[START Records for the exercise]
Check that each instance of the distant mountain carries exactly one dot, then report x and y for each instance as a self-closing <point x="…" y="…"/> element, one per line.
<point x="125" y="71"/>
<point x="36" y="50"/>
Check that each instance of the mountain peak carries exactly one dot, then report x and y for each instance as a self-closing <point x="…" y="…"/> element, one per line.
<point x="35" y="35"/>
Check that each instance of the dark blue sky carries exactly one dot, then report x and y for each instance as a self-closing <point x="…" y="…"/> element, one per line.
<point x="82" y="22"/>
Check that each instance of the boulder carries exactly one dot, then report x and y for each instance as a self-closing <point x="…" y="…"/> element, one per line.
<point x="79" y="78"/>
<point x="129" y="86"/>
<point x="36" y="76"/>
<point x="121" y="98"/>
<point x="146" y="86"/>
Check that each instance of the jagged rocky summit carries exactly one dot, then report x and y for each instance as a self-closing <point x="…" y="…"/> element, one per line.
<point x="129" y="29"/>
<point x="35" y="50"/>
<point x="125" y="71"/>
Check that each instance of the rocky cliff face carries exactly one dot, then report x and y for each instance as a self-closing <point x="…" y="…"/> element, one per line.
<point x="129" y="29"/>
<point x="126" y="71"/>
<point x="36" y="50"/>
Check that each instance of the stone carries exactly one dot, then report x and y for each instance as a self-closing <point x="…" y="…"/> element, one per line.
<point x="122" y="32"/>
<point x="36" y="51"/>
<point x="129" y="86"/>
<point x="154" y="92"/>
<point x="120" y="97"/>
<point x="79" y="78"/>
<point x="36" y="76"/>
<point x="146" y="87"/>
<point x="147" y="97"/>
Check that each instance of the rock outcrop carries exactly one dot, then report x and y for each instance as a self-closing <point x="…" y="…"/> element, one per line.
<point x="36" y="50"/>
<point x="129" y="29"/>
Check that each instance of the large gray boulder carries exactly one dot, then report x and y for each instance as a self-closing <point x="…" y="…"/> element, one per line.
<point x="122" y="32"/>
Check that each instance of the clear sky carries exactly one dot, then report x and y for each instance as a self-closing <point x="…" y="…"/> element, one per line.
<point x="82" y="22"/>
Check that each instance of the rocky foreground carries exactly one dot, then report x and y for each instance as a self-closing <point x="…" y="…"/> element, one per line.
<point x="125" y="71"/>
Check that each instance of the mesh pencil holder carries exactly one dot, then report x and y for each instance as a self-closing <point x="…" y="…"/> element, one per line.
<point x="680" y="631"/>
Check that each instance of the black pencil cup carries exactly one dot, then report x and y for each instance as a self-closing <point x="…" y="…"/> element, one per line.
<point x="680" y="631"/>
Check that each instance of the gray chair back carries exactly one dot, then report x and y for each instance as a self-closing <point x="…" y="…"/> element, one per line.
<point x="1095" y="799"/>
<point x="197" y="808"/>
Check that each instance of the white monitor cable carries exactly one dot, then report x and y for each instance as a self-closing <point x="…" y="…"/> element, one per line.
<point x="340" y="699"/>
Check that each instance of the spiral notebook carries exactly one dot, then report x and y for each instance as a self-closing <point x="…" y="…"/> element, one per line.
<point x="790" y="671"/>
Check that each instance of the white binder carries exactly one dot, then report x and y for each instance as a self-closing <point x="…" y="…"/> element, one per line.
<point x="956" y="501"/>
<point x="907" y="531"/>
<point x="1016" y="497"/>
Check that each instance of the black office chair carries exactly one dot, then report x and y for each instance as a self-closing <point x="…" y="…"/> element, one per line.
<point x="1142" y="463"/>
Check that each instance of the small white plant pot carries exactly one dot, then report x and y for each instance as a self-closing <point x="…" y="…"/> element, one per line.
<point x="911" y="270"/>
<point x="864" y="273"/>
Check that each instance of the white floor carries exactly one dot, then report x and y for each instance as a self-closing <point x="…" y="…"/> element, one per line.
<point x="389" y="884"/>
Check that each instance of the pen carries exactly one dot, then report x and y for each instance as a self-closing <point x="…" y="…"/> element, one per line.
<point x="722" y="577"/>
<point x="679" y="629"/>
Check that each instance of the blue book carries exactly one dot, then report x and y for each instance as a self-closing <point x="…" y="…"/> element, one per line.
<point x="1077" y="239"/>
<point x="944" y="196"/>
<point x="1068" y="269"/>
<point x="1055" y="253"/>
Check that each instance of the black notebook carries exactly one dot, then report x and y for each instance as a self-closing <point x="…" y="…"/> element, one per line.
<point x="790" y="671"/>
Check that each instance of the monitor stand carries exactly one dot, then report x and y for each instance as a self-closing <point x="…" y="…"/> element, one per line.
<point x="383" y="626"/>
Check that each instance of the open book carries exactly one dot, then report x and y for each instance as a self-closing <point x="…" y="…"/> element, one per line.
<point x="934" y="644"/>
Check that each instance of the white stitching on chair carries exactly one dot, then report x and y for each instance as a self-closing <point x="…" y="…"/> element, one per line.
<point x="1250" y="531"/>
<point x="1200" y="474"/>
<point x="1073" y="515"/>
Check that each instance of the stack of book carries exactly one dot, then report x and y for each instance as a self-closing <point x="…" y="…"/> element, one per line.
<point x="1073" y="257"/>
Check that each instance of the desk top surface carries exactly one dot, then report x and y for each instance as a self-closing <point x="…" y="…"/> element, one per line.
[END Records for the exercise]
→ **Directions**
Extract everything from the line containing "Check that each instance of the monitor" down to the last line of the material above, reproducing each line verbatim.

→ **Written solution**
Check that each instance of the monitor stand carries exactly one dot, then report x and y for each instance as a self-closing <point x="…" y="…"/> element, one per line.
<point x="383" y="626"/>
Check that each instance of the open book carries exactly one dot, then report x and y for each instance as a self-closing <point x="…" y="…"/> element, one per line.
<point x="934" y="644"/>
Check that each instance of the white stitching on chair carries exactly one dot, then report x and y for each instance as a self-closing <point x="…" y="…"/> element, one per line.
<point x="1250" y="531"/>
<point x="1200" y="474"/>
<point x="1073" y="515"/>
Check that each instance of the stack of book carries exactly one dot, then report x and y for each instance as a self-closing <point x="…" y="…"/> element, one per line.
<point x="1073" y="257"/>
Check that each instance of the desk top surface carries exactly one dot, then report x and y for each instance as a self-closing <point x="…" y="…"/> element, one per line.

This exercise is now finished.